Actually this decreases the sum, so it is not valid. A careless solution might assume any increasing sequence works. We need much larger gaps between consecutive values.

Consider n = 3 and array [1, 2, 4]. For pair (2,4),

$$2|4-2| = 4 < 6.$$

The sum decreases, so powers of two are not sufficient.

Consider large n. Even if we find a rapidly growing sequence, all values must remain at most 10^9. A construction that grows too quickly may exceed the limit before reaching length n, making some values illegal.

Approaches

A brute-force viewpoint is to think directly about the condition for every pair. Given an array, we could check all pairs (i,j) and verify whether

$$2|a_i-a_j| \ge a_i+a_j.$$

For an array of length n, this requires examining O(n^2) pairs.

The real problem is not verification but construction. We need a family of arrays that automatically satisfies the inequality for every pair.

Assume two elements satisfy x < y. Then

$$|x-y| = y-x.$$

Substituting into the inequality gives

$$2(y-x)\ge x+y.$$

Rearranging,

$$y \ge 3x.$$

This is the key observation. Every pair must satisfy the condition, and for a sorted array it is enough that every larger element is at least three times the smaller one.

A natural construction is

$$1,\ 3,\ 9,\ 27,\dots$$

where each element is three times the previous one.

For any pair with indices i < j,

$$a_j = 3^{j-i}a_i \ge 3a_i,$$

so the derived condition holds automatically.

Now we only need to check how many such values fit under 10^9.

$$3^{19}=1162261467>10^9,$$

while

$$3^{18}=387420489<10^9.$$

Starting from 1, we can use at most 19 numbers:

$$3^0,3^1,\dots,3^{18}.$$

Hence a valid array exists only when n \le 19.

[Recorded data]
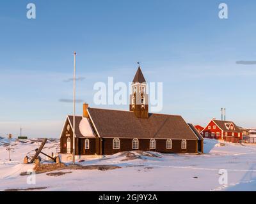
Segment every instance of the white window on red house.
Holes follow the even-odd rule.
[[[149,149],[156,149],[156,140],[151,139],[149,142]]]
[[[187,149],[187,140],[182,140],[181,142],[181,149]]]
[[[120,149],[119,138],[114,138],[113,140],[113,149]]]

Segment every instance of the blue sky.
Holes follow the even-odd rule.
[[[36,18],[26,18],[26,5]],[[218,5],[228,6],[228,19]],[[1,1],[0,135],[58,137],[77,98],[93,105],[93,85],[131,82],[136,62],[148,82],[163,83],[162,113],[205,125],[220,117],[256,127],[255,1]],[[127,110],[128,106],[100,108]],[[82,105],[77,112],[82,113]]]

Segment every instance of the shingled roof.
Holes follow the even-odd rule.
[[[70,122],[70,126],[73,128],[73,115],[68,115],[68,120]],[[79,124],[81,120],[82,120],[82,116],[77,116],[75,117],[75,123],[76,123],[76,137],[79,138],[83,137],[82,133],[80,132],[79,129]]]
[[[231,133],[243,133],[243,131],[240,129],[238,126],[237,126],[232,121],[226,121],[226,120],[212,120],[223,131],[227,132],[231,132]],[[227,127],[226,124],[233,124],[234,127],[235,127],[234,129],[229,129]]]
[[[149,113],[141,119],[132,112],[88,108],[99,136],[102,138],[197,140],[181,116]]]
[[[136,73],[135,74],[132,82],[139,82],[141,84],[146,82],[146,80],[144,78],[143,74],[142,73],[141,69],[140,69],[140,66],[138,68]]]

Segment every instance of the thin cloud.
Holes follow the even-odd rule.
[[[243,64],[243,65],[253,65],[256,64],[256,61],[237,61],[236,62],[237,64]]]
[[[70,78],[68,79],[66,79],[63,80],[64,82],[73,82],[74,78]],[[85,79],[85,77],[77,77],[76,78],[76,81],[83,81]]]
[[[61,99],[59,99],[59,101],[61,102],[61,103],[73,103],[73,99],[61,98]],[[83,102],[83,100],[76,99],[76,102],[78,103],[81,103]]]

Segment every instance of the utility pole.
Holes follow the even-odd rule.
[[[75,143],[76,143],[76,55],[74,53],[74,78],[73,78],[73,164],[76,163],[75,158]]]
[[[8,135],[9,138],[9,161],[11,161],[11,140],[12,140],[12,134]]]

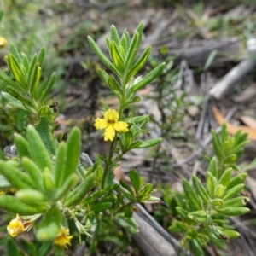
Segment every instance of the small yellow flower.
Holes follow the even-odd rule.
[[[59,247],[67,248],[67,245],[71,245],[70,240],[73,237],[73,236],[67,236],[68,233],[68,229],[64,229],[63,227],[61,227],[58,236],[54,241],[54,243],[58,245]]]
[[[19,214],[16,215],[15,219],[10,221],[7,226],[7,231],[9,235],[13,237],[25,231],[22,219],[20,218]]]
[[[0,37],[0,48],[4,47],[7,44],[7,40],[3,38]]]
[[[128,131],[128,124],[119,121],[119,115],[114,109],[108,109],[104,113],[104,119],[97,118],[95,120],[94,126],[97,130],[105,129],[104,141],[113,141],[115,136],[115,131],[119,132]]]

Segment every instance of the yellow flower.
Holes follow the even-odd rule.
[[[67,245],[71,245],[70,240],[73,236],[67,236],[69,233],[68,229],[61,228],[58,236],[55,239],[54,243],[59,247],[67,248]]]
[[[104,141],[113,141],[115,136],[115,131],[119,132],[128,131],[128,124],[119,121],[119,115],[114,109],[108,109],[104,113],[104,119],[97,118],[95,120],[94,126],[97,130],[105,129]]]
[[[0,37],[0,48],[4,47],[7,44],[7,40],[3,38]]]
[[[9,235],[13,237],[25,231],[22,219],[20,218],[19,214],[16,215],[15,219],[10,221],[7,226],[7,231]]]

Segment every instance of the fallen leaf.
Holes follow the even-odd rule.
[[[227,130],[230,134],[235,135],[235,133],[241,130],[242,132],[247,132],[248,136],[247,138],[250,140],[256,140],[256,129],[250,128],[246,125],[233,125],[232,124],[229,123],[224,117],[224,115],[221,113],[221,112],[217,108],[217,107],[212,106],[212,110],[213,113],[213,115],[216,119],[216,121],[219,125],[225,123],[227,125]]]

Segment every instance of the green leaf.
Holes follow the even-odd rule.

## [Tasks to perform]
**1.** Put the lines of the entries from their first line through the line containing "[[[120,149],[119,138],[114,138],[113,140],[113,149]]]", inclusive, into a JSON list of strings, one string per line, with blank lines and pictures left out.
**2.** Continue the excerpt on building an array from powers of three, starting right after its last sentence.
The excerpt and the entries have no connection to each other.

## [The responses]
**1.**
[
  "Segment every instance of the white window on red house.",
  "Holes follow the even-odd rule.",
  "[[[149,149],[156,149],[156,140],[151,139],[149,142]]]",
  "[[[187,149],[187,140],[182,140],[181,142],[181,149]]]",
  "[[[120,149],[119,138],[114,138],[113,140],[113,149]]]"
]

**2.**
Approach	Time Complexity	Space Complexity	Verdict
Brute Force verification of a candidate	O(n²)	O(1)	Not a construction
Powers of 3 construction	O(n)	O(n)	Accepted

Algorithm Walkthrough

For each test case, read n.
If n > 19, print NO.

No valid powers-of-three construction fits inside the limit 10^9, and the official solution relies on the fact that no larger valid construction is possible within the allowed bounds. 3. Otherwise print YES. 4. Generate the sequence

$$1,3,9,27,\dots$$

by repeatedly multiplying the current value by 3. 5. Output the first n values.

The reason this construction works is that every later element is at least three times every earlier element. That is exactly the condition obtained from the inequality governing whether the sum decreases.

Why it works

Take any two elements of the constructed array and assume x < y.

Because the array is powers of three, every larger element is at least three times the smaller one:

$$y \ge 3x.$$

Rearranging gives

$$y-x \ge \frac{x+y}{2}.$$

Multiplying by two,

$$2(y-x)\ge x+y.$$

Since y>x, we have |x-y|=y-x, so

$$2|x-y|\ge x+y.$$

The contribution of those two positions after the operation is at least their contribution before the operation. Since all other positions remain unchanged, the total sum never decreases.

The largest generated value is 3^{18}=387420489, which satisfies the bound 10^9. The next power exceeds the limit, so length 19 is the maximum possible.

Python Solution

import sys
input = sys.stdin.readline

t = int(input())

for _ in range(t):
    n = int(input())

    if n > 19:
        print("NO")
        continue

    print("YES")

    cur = 1
    ans = []

    for _ in range(n):
        ans.append(cur)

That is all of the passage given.